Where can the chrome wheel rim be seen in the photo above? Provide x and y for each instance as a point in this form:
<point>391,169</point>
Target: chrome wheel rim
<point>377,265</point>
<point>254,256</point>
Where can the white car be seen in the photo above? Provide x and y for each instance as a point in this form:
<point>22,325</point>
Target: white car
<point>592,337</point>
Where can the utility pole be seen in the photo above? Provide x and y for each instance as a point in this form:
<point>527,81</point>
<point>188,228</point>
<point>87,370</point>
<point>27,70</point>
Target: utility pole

> [EXERCISE OBJECTIVE]: Retype every one of the items above, line for line and character for character.

> [EXERCISE SOLUTION]:
Where can the chrome wheel rim be seen in the photo above? Provide x and y for each instance as a point in this form:
<point>391,169</point>
Target: chrome wheel rim
<point>377,265</point>
<point>254,256</point>
Where can the white car be seen in the photo above? Provide x and y for each instance as a point in this form:
<point>22,325</point>
Target: white car
<point>592,337</point>
Where can the utility pole be seen in the photo above? Provide x and y for each instance as a point in this form:
<point>527,81</point>
<point>188,228</point>
<point>87,370</point>
<point>27,70</point>
Target: utility pole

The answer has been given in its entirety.